-- Provided records follows --
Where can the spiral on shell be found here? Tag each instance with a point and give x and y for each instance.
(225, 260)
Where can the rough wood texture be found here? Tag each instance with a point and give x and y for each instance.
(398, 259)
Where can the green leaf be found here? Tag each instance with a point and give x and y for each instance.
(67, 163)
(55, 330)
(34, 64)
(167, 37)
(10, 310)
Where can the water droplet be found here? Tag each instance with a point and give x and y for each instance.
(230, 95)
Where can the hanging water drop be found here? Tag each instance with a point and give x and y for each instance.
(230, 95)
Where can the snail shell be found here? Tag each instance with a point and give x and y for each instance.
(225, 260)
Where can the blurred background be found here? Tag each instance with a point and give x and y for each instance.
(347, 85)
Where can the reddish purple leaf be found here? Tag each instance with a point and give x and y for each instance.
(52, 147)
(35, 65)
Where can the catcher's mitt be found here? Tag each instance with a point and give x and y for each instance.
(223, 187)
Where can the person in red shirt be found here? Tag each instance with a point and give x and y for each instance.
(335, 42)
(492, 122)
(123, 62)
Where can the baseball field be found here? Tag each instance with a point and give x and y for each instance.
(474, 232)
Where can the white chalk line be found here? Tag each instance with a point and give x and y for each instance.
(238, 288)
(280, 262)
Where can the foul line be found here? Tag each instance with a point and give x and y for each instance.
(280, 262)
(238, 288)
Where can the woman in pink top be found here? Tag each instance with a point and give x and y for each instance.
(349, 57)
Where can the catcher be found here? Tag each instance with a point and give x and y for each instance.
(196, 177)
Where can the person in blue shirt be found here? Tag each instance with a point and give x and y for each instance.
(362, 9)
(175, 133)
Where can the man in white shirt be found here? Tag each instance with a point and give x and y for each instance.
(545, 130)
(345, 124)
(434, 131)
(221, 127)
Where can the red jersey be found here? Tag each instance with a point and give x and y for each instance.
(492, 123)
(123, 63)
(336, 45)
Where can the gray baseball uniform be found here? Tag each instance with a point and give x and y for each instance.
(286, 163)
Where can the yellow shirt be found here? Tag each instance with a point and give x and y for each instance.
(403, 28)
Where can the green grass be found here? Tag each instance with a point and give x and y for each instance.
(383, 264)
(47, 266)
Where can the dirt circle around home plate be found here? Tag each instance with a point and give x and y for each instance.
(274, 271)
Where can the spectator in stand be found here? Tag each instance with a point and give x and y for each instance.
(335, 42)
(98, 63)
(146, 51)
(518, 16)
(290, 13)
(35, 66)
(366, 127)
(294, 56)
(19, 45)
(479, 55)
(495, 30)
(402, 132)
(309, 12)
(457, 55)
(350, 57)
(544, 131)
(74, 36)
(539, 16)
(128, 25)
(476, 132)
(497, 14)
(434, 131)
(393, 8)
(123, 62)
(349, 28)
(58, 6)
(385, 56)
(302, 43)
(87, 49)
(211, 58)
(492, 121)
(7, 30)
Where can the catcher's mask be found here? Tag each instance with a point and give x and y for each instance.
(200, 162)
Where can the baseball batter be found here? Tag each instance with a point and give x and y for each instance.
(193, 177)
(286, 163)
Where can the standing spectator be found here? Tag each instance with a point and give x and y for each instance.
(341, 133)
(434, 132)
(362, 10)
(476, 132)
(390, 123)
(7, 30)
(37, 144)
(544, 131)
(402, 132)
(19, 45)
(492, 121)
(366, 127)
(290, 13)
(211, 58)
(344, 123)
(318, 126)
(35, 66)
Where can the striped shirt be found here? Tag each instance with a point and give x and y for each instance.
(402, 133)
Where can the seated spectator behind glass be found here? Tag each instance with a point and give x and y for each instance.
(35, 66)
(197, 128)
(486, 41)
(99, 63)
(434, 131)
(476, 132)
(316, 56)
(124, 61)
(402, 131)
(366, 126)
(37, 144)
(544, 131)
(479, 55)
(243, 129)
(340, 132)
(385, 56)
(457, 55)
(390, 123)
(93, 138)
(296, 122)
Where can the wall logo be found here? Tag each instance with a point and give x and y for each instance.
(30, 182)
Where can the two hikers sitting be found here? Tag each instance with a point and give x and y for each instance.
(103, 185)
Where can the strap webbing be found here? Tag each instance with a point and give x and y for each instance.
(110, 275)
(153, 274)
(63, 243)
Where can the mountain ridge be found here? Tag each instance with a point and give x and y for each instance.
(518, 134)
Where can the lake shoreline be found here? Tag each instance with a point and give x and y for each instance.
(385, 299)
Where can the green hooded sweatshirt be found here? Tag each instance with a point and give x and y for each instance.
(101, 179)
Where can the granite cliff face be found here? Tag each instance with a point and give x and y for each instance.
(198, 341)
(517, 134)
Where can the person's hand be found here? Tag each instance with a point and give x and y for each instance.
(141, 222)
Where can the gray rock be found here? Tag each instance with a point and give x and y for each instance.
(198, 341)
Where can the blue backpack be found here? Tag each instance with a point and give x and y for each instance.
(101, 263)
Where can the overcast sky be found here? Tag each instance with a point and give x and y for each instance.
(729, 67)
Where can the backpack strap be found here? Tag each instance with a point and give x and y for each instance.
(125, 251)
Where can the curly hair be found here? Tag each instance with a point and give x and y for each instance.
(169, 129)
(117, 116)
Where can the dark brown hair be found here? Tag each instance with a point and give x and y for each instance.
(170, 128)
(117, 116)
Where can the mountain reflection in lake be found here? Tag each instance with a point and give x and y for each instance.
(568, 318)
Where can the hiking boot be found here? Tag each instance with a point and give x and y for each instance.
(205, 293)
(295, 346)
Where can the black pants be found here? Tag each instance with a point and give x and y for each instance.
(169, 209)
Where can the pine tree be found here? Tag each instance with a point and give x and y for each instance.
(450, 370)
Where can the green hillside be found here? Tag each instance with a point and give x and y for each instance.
-- Provided records concluded --
• [What is needed]:
Return the full listing, word for word.

• [Answer space]:
Where can the spiral on shell be found here? Tag each instance with a point and give x and y for each instance.
(225, 260)
Where can the rough wood texture be found here? Tag each instance with a point and give x and y for each instance.
(398, 259)
Where can the green leaf be found here? Tag each instance with a point and give x and y for each instance.
(67, 163)
(55, 330)
(34, 64)
(167, 37)
(10, 310)
Where can the water droplet be found here? Tag each instance with a point and give x and y for each instance.
(230, 95)
Where can the hanging water drop be found here? Tag each instance with a point and give x and y for each instance.
(230, 95)
Where can the snail shell be found here? Tag each instance with a point and give x and y for each instance.
(225, 260)
Where can the blurred background be found here? Tag each instance with a point and give x and y for each instance.
(347, 85)
Where can the reddish purple leaf be found here? Tag each instance with a point and give x and y for each instance.
(52, 147)
(35, 65)
Where can the catcher's mitt be found here? Tag each instance with a point and give x and y for each instance.
(223, 187)
Where can the person in red shirt be found here? Tag each instance with a point and give x and y for each instance.
(335, 42)
(492, 122)
(123, 62)
Where can the baseball field be found here? Tag each instance with a point and give x and y for each instance.
(474, 232)
Where can the white chalk line be found here? Tag each instance with a point and give x and y for each instance.
(238, 288)
(280, 262)
Where can the foul line be found here? Tag each instance with a point and give x and y for each instance.
(280, 262)
(238, 288)
Where can the woman in pink top be found here? Tag each instance with a point and give x and y for each instance.
(349, 57)
Where can the catcher be found here? Tag each instance with a point and give x and y for each instance.
(196, 177)
Where can the person in blue shirt be found here? Tag each instance with a point and give x and y for each instance.
(362, 9)
(175, 133)
Where can the man in white shirt be found here? Tag each instance with a point and give x and y for each instance.
(545, 130)
(345, 124)
(434, 131)
(221, 127)
Where can the red jersey be found here? Tag each instance with a point and give x and y for each instance.
(492, 123)
(123, 63)
(336, 45)
Where can the gray baseball uniform be found here? Tag each instance with a point and give x and y for each instance.
(286, 163)
Where can the yellow shirt be found here? Tag each instance with a point and give x and y for each instance.
(403, 28)
Where can the green grass be found here? Tag each instance with a point and give x and y for each instance.
(383, 264)
(47, 266)
Where can the dirt circle around home plate be found here? Tag each instance with a point and give x and y for each instance.
(274, 271)
Where can the spectator in stand be found here? Tag each instance with a point and give x and y for each instance.
(335, 42)
(98, 63)
(146, 51)
(518, 16)
(290, 13)
(35, 66)
(366, 127)
(294, 56)
(19, 45)
(479, 55)
(495, 30)
(402, 132)
(309, 12)
(457, 55)
(350, 57)
(544, 131)
(74, 36)
(539, 16)
(128, 25)
(476, 132)
(497, 14)
(434, 131)
(393, 8)
(123, 62)
(349, 28)
(58, 6)
(385, 56)
(302, 43)
(87, 49)
(211, 58)
(492, 121)
(7, 30)
Where can the catcher's mask be found here? Tag each instance with a point and give x and y for each instance.
(200, 162)
Where can the baseball batter be found here? Tag each instance with a point and give x and y for each instance.
(193, 177)
(286, 163)
Where can the standing spectator be found here? Tag each instance with a point and give x and y for each instance.
(341, 133)
(434, 132)
(362, 10)
(476, 132)
(390, 123)
(7, 30)
(37, 144)
(544, 131)
(402, 132)
(19, 45)
(492, 121)
(366, 127)
(290, 13)
(211, 58)
(344, 123)
(318, 126)
(35, 66)
Where can the striped shirt be found here? Tag each instance with a point and give x and y for each instance.
(402, 133)
Where can the seated spectator behind glass be found here? Tag each instance with a point and give x and y for each instance.
(35, 66)
(197, 128)
(486, 41)
(99, 63)
(434, 131)
(476, 132)
(316, 56)
(124, 61)
(402, 131)
(366, 126)
(37, 144)
(544, 131)
(479, 55)
(243, 129)
(340, 132)
(385, 56)
(457, 55)
(390, 123)
(93, 138)
(296, 122)
Where can the wall logo be found here? Tag each instance with a point and give x and y for each instance.
(30, 182)
Where can the two hikers sitting be found here? Tag each instance with a point and give x and y for each instance.
(103, 185)
Where can the strap webbing be found here? Tag each instance with a point and give x and y for each instance.
(110, 275)
(153, 274)
(63, 243)
Where can the mountain ridge be found here? Tag each instance with a point and give x and y for each instance.
(518, 134)
Where can the lake shoreline be found here? Tag each instance with a point and give x and y for each instance.
(385, 299)
Where can the green hooded sweatshirt be found here? Tag each instance with a point and give x and y for each instance.
(101, 179)
Where can the granite cliff face be found here? Tag each instance with a point and give x and y for each instance.
(198, 341)
(517, 134)
Where can the person's hand be found here? Tag each instance with a point and give x and y for each instance.
(141, 222)
Where can the gray rock be found here? Tag each instance with a point and give x and y for each instance.
(198, 341)
Where can the blue backpack be found here? Tag each instance with a point and give x and y for each instance.
(101, 263)
Where can the overcast sky be found here? Tag each instance with a point and give x and y for each instance.
(729, 67)
Where can the backpack strap be found here? Tag each instance with a point and give x and y for each instance.
(125, 251)
Where can the curly hair be found here? Tag each instance with a point and give x and y for each instance.
(169, 129)
(117, 116)
Where can the dark brown hair be found here? Tag each instance with a point and give x and y for each instance.
(170, 128)
(117, 116)
Where can the mountain reflection in lake be found here? Tag each instance with a point and give x and y for each instance.
(568, 318)
Where can the hiking boot be found here? Tag each instance with a point and give x and y for each instance.
(205, 293)
(295, 346)
Where can the black pants be found here? Tag each instance with a point and give x and y for each instance.
(169, 209)
Where can the pine tree be found here? Tag each instance with a point and give x and y for each instance.
(450, 370)
Where can the green hillside be found here? Tag each instance with a point and give x and y for each instance.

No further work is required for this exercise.